TASK REQUIREMENTS:
[A] Please answer these from the River Monsters forum thread, one line each:
(i) Which episode does jay_leask also call awesome?
(ii) What fish is Fishkeeper raising?
(iii) When does eternity302 plan to look into the show?
[B] Carry on the River Monsters forum thread from the point where it stops.
═══ SUPPLIED PASSAGE ═══
# river monsters



## jay_leask (Apr 22, 2010)

watching a couple of episodes online thought i would share in case no one has seen it before.
http://animal.discovery.com/videos/river-monsters-amazon-flesh-eaters-full-episode.html


----------



## Johnnyfishtanks (Apr 21, 2010)

this guy rules watched them all


----------



## eternity302 (Apr 22, 2010)

OH WOW!!!
Thanks for sharing, will definitely look into it on my day off!


----------



## Fishkeeper (Apr 21, 2010)

I am raising guppies. I like guppies. No cat fish for me. Crazy show. OMG Won't go swimming there.


----------



## jay_leask (Apr 22, 2010)

the gator gar episode was aweome too. new season started today.


----------



## jay_leask (Apr 22, 2010)

or awesome


----------



## JUICE (Jan 4, 2020)

ya most have seen it , but thAnks for posting [email protected]!


----------



## Johnnyfishtanks (Apr 21, 2010)
═══ SUPPLIED MATERIAL ═══
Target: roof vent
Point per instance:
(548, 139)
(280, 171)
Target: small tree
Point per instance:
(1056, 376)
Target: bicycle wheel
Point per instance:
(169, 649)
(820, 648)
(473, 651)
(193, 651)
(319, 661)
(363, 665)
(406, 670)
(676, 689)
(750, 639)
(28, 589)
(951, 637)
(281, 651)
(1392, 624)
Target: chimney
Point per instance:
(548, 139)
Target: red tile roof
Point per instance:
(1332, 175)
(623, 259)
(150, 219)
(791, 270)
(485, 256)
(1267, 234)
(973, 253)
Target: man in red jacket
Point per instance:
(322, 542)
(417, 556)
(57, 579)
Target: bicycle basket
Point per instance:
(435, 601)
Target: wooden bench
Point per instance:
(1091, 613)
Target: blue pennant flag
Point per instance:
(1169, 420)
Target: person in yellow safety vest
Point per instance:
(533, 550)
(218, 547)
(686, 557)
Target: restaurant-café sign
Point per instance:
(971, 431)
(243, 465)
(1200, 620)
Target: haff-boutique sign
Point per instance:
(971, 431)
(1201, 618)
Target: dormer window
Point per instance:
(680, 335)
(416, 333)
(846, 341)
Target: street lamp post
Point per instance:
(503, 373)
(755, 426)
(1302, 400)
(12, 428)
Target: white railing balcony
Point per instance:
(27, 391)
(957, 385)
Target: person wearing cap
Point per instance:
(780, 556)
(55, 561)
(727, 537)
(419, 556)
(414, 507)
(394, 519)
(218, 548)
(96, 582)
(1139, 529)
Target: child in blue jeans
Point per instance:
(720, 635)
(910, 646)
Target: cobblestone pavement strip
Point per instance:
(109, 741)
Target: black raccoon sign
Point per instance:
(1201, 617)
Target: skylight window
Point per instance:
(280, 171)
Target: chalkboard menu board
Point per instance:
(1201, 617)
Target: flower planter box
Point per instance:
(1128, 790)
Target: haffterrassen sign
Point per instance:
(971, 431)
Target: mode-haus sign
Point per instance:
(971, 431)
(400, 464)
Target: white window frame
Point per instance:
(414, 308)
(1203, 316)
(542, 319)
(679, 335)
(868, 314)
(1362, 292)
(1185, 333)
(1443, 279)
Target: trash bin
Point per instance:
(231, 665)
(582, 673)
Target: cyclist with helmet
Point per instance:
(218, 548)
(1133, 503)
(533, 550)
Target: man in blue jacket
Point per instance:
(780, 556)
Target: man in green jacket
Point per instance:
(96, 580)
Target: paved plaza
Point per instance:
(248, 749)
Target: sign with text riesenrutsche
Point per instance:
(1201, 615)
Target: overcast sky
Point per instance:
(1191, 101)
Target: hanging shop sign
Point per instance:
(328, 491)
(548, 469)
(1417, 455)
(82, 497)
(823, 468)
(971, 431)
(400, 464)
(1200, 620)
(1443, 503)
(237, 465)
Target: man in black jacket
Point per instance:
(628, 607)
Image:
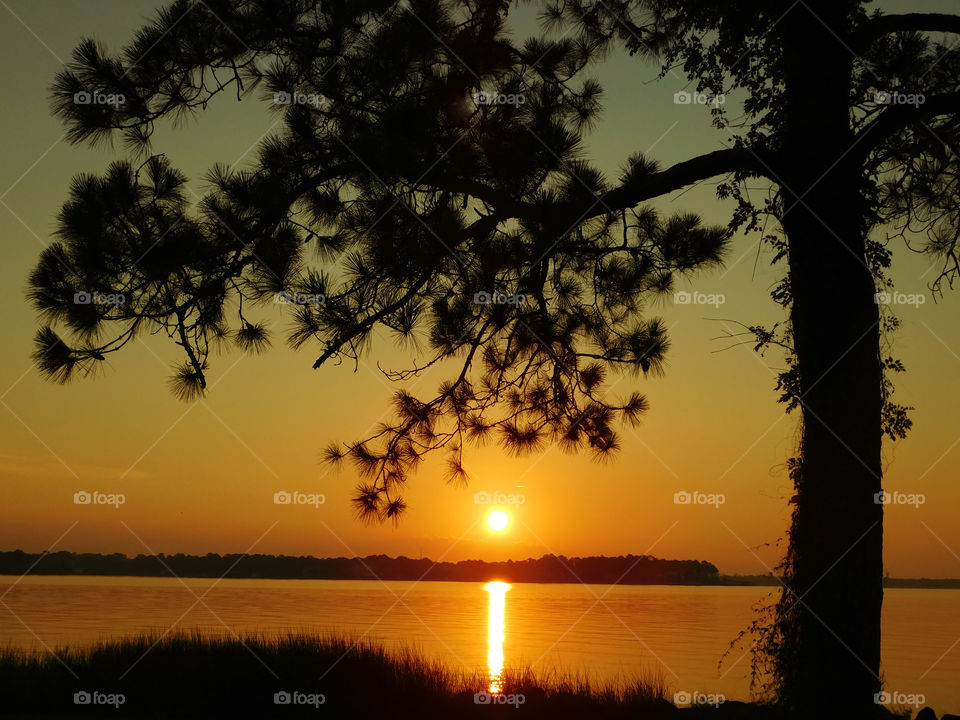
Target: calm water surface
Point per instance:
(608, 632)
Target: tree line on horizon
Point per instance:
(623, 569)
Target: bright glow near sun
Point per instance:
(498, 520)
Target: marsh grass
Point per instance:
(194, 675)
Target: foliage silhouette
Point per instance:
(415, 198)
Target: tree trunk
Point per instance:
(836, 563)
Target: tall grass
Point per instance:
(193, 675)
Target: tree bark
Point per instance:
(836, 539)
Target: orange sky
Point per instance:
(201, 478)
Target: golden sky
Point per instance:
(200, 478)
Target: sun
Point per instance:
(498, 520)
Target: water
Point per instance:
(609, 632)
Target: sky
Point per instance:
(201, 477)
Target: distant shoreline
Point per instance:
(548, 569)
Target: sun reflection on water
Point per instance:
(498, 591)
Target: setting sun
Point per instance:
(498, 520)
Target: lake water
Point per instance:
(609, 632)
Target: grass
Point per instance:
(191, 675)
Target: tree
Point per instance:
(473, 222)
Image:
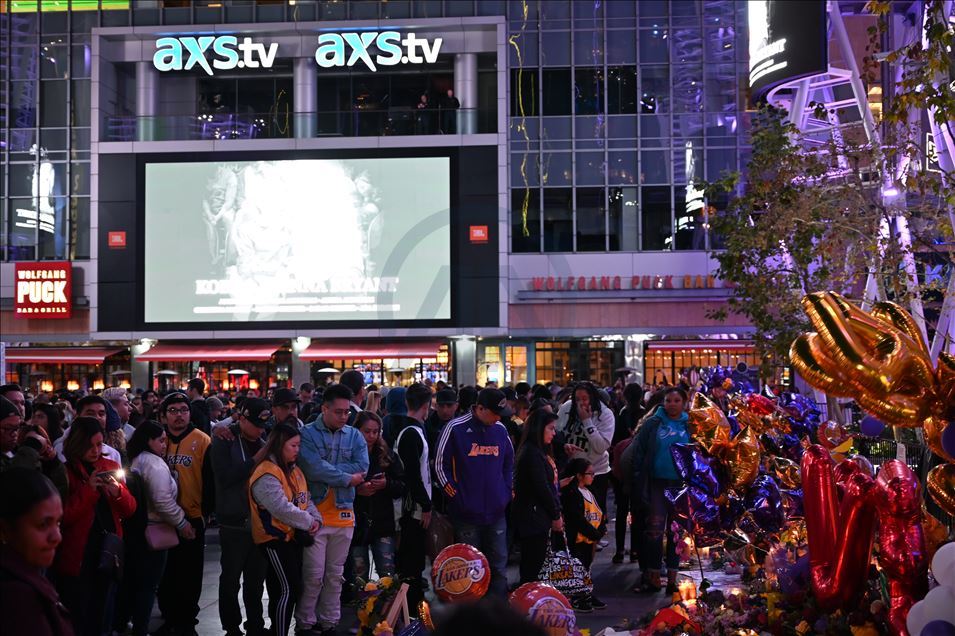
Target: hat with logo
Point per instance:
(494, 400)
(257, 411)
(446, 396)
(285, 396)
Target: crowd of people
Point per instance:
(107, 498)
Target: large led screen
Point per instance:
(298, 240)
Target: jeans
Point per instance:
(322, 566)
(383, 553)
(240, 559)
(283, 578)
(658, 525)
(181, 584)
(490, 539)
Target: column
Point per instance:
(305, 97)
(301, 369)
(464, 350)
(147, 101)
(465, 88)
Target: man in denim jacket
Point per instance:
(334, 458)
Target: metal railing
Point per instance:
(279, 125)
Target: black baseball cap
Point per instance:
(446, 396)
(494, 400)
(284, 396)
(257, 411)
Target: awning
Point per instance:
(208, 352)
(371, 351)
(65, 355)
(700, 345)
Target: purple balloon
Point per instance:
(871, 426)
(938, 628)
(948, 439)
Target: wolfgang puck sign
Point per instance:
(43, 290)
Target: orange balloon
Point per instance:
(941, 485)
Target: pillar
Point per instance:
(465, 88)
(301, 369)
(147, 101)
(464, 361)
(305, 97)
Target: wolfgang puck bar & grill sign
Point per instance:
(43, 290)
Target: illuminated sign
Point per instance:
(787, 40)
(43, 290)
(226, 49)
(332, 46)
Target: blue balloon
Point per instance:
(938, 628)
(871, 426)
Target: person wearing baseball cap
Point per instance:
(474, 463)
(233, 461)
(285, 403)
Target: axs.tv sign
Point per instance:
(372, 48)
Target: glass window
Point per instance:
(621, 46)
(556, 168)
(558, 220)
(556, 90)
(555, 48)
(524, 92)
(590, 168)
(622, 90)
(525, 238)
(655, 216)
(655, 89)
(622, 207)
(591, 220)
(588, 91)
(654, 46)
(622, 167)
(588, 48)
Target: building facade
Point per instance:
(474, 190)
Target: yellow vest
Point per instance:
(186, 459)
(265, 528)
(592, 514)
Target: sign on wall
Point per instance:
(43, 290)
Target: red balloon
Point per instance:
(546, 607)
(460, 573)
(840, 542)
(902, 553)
═══
RESPONSES PER TASK:
[A]
(i) The gator gar episode.
(ii) Guppies.
(iii) On a day off.

[B]
the amazon abyss is cool too


----------



## Edarion (Apr 21, 2010)

that is absolutly amazing!


----------



## fraggalrock (Apr 21, 2010)

Thanks so much! awesome shows didnt know about it! one more thing to program to the PVR


----------



## snow (Apr 21, 2010)

I love this show.


----------



## Tracers (Apr 21, 2010)

There's this one too, Zeb Hogan is discovering & documenting the world's giant fish while trying to conserve their natural habitat. Very interesting stuff.

http://megafishes.org/photos/

REALLY HOT TOO!!!
I'd like to catch me one of those.....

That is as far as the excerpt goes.